### What the exercise asks
Tally the lines of the material below that contain the word "island". Give only the number.

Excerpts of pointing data
►
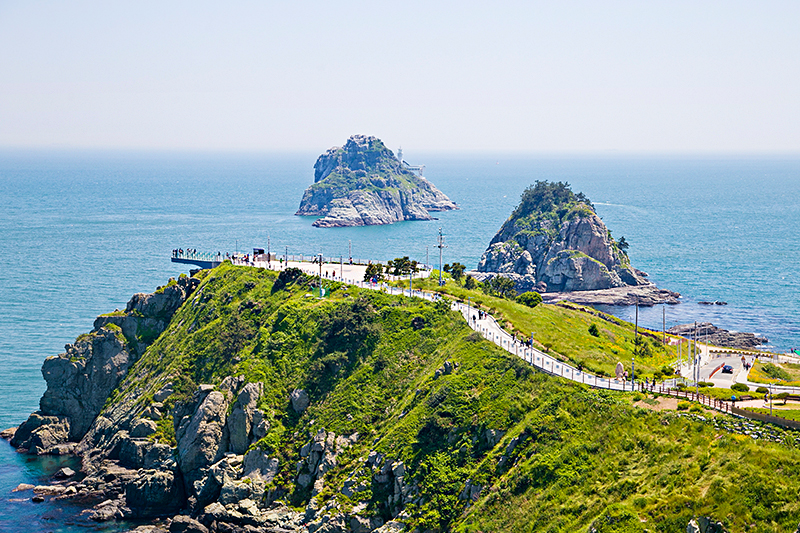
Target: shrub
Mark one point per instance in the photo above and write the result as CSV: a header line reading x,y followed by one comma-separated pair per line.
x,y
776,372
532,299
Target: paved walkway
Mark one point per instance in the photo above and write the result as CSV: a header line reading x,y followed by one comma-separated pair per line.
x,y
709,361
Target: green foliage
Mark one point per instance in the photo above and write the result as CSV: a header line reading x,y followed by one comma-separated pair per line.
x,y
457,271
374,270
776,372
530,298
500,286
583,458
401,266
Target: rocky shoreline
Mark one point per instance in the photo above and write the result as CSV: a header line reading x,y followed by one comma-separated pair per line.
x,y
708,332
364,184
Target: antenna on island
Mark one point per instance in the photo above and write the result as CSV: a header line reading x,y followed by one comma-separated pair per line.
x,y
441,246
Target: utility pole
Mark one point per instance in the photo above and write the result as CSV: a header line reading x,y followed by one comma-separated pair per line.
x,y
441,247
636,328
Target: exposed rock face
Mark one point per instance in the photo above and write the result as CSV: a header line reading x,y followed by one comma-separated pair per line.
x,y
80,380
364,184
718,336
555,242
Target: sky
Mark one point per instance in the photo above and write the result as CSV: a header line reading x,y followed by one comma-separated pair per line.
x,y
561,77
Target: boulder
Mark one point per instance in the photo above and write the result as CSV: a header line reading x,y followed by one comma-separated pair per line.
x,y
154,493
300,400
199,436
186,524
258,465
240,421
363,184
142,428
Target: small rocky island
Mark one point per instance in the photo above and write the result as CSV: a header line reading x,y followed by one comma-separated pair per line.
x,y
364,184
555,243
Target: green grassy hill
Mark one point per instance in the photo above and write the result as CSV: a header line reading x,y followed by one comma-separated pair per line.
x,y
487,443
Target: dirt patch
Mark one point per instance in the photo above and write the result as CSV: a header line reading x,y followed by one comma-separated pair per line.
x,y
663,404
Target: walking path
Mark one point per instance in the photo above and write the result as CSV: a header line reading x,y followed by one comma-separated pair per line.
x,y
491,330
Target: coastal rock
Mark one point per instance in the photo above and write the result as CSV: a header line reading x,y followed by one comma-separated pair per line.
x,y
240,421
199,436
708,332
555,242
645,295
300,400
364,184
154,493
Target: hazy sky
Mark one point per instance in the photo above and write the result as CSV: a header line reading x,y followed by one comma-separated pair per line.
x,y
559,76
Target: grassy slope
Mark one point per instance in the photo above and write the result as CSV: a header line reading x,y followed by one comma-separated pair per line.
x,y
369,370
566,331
◄
►
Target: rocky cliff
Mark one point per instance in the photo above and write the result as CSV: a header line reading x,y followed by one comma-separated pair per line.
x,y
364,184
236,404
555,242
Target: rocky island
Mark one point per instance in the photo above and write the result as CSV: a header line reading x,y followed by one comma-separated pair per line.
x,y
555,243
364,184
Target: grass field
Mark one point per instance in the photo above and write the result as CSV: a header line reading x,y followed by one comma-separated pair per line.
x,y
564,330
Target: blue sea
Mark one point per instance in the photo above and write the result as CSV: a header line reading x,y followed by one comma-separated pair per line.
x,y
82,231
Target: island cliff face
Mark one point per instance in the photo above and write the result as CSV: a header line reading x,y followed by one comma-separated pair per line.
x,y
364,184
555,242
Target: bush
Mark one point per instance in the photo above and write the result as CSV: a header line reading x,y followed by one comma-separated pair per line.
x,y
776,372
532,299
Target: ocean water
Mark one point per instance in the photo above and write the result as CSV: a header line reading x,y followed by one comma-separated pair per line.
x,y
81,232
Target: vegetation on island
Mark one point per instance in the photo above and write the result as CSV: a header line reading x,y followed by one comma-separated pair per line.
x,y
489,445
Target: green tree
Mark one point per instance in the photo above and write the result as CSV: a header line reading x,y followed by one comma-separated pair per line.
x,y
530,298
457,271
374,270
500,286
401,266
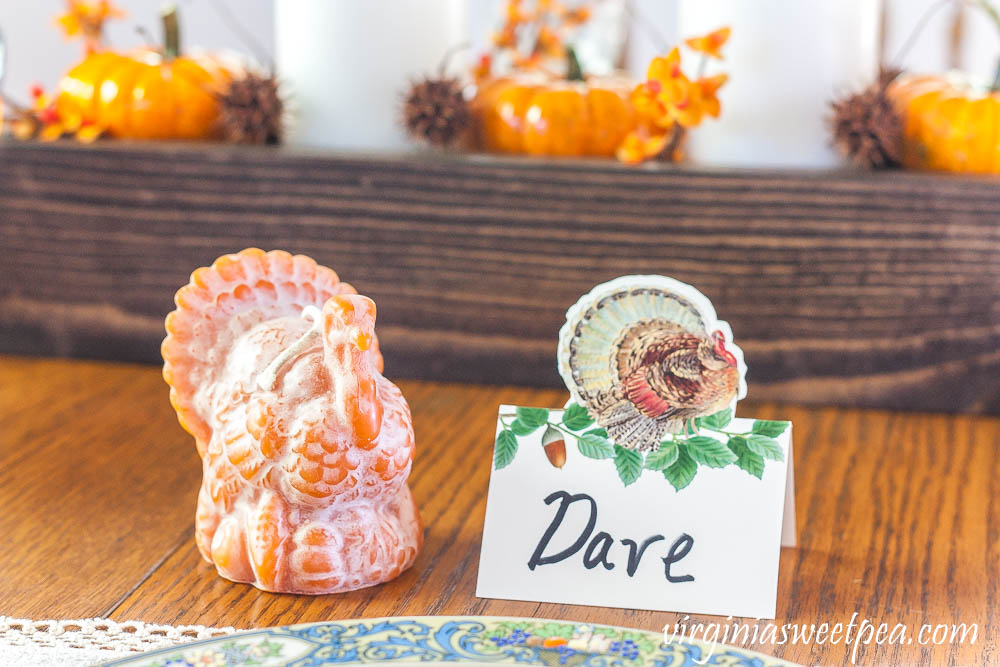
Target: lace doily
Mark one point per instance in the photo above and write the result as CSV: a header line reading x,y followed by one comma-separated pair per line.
◄
►
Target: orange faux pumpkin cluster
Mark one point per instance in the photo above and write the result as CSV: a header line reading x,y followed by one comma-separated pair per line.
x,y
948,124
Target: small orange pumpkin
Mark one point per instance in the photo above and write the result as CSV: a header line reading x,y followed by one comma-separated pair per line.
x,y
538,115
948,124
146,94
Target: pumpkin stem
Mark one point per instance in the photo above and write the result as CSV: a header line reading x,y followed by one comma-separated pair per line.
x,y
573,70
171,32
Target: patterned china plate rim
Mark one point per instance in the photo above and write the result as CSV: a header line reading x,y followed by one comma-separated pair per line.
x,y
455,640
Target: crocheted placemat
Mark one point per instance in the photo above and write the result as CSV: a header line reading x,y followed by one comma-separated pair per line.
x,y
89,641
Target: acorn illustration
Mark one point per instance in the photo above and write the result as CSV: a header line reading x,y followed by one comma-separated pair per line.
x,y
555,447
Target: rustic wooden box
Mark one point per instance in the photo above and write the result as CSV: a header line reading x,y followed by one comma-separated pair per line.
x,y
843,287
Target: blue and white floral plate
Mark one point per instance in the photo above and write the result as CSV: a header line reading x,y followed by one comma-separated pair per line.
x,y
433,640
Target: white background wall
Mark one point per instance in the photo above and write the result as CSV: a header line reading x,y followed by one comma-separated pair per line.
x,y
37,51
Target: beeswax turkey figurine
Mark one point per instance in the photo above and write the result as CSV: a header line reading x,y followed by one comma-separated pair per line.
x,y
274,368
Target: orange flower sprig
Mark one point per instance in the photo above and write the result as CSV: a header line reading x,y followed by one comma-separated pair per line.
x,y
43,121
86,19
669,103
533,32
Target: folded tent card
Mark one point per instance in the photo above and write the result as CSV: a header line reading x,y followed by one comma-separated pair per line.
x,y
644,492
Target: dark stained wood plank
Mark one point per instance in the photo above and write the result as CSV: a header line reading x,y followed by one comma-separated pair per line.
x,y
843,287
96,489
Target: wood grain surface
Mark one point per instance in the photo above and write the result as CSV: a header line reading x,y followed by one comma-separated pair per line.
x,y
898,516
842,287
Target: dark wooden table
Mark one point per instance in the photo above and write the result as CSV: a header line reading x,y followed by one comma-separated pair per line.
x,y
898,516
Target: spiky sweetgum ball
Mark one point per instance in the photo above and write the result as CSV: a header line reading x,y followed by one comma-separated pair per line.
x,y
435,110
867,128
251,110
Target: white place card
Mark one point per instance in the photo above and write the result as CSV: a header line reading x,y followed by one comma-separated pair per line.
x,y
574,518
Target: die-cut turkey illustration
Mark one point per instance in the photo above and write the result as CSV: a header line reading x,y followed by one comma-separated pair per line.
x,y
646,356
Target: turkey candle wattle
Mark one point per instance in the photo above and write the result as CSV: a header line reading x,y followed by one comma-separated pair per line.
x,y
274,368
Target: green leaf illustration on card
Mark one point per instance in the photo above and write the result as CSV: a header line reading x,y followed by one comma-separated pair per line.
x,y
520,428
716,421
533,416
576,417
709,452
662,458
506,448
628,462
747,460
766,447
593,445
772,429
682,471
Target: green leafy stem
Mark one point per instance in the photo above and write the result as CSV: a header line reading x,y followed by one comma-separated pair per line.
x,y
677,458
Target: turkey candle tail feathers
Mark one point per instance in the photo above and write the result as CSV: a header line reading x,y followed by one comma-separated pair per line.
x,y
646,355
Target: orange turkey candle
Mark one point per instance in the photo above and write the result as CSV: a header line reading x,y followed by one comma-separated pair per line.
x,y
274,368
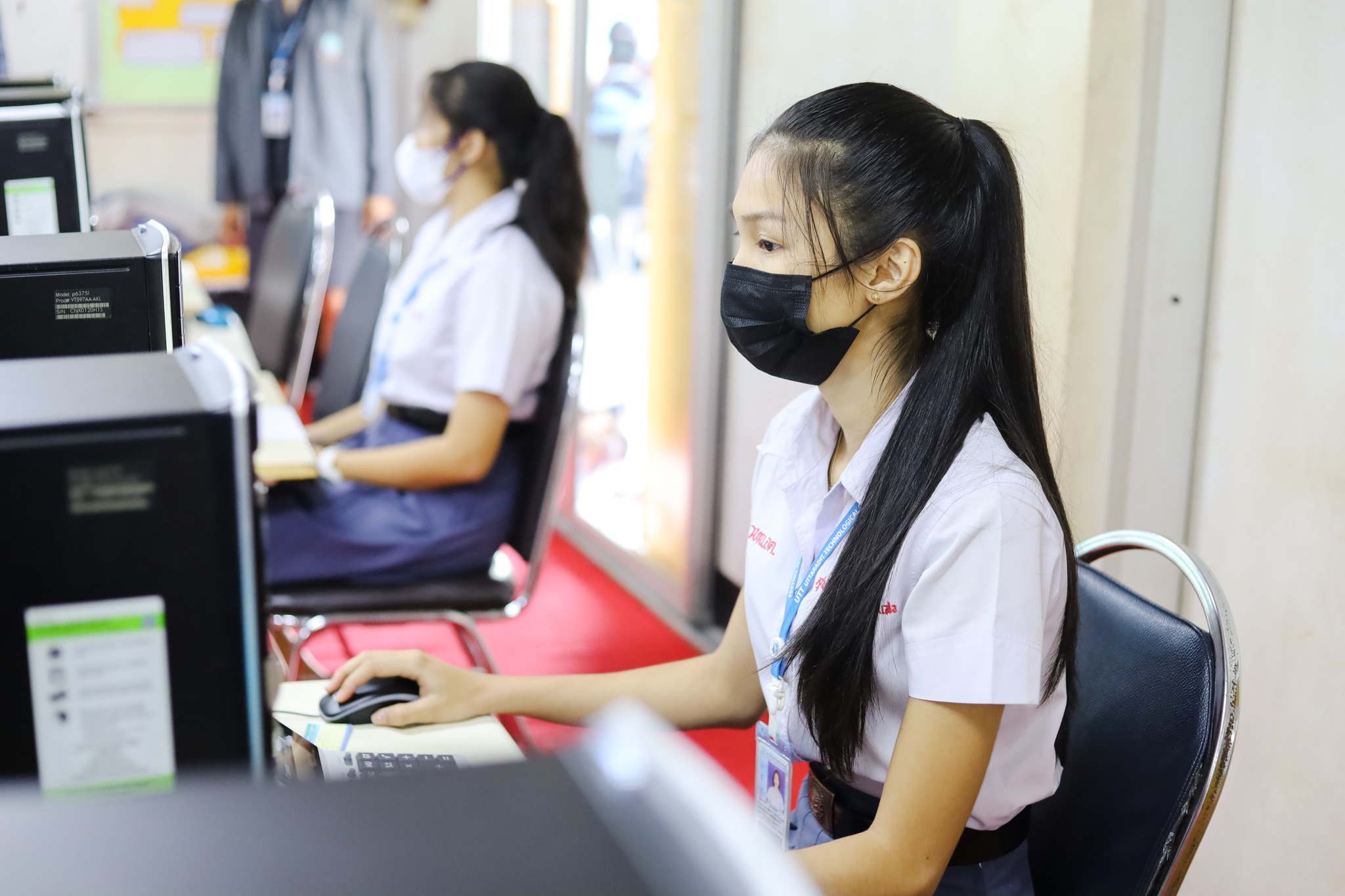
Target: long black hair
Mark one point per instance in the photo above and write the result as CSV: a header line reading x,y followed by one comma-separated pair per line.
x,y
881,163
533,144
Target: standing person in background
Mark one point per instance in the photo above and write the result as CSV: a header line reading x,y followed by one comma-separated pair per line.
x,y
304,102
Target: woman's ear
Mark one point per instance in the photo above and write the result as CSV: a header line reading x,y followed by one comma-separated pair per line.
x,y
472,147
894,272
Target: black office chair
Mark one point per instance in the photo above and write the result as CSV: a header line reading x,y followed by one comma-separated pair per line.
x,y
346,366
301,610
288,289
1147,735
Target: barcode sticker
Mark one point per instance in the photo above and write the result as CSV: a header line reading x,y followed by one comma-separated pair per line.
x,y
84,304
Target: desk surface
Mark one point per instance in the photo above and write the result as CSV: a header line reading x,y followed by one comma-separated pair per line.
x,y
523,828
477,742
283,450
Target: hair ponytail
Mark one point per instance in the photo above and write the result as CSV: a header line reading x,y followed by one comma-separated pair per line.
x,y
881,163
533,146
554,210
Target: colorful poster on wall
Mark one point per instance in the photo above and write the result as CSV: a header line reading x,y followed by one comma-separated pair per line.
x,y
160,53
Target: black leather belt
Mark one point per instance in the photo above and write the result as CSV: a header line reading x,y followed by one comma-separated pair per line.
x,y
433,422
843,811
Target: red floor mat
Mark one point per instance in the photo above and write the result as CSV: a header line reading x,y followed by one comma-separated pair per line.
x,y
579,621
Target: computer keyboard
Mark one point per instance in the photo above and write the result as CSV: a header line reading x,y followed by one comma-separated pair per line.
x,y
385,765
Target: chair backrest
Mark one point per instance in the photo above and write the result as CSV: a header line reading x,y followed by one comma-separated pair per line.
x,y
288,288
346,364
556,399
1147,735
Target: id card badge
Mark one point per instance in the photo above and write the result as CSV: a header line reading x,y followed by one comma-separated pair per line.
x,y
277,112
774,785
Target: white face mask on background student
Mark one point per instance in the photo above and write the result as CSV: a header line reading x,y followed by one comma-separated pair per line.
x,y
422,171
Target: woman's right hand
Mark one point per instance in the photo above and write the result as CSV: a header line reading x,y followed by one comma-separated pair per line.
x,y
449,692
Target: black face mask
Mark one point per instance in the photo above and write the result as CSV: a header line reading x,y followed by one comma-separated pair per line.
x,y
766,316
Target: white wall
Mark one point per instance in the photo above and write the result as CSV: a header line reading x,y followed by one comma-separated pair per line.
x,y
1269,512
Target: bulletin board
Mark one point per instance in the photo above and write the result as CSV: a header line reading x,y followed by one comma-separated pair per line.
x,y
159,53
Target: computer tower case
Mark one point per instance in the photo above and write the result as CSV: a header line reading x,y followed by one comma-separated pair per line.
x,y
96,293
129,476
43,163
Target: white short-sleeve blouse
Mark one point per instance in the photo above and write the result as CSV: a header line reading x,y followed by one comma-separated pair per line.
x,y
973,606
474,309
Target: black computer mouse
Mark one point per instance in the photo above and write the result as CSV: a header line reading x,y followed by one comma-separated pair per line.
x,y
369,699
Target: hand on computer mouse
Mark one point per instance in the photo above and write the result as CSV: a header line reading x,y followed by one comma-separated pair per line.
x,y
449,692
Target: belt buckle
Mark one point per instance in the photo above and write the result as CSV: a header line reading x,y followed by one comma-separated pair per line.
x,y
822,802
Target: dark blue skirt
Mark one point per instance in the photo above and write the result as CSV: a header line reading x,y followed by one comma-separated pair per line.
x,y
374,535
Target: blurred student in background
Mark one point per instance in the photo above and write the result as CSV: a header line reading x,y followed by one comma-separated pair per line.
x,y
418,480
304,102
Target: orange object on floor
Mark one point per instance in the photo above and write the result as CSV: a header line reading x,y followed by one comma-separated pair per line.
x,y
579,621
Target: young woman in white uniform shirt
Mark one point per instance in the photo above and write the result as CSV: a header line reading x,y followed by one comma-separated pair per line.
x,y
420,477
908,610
◄
### Full output
5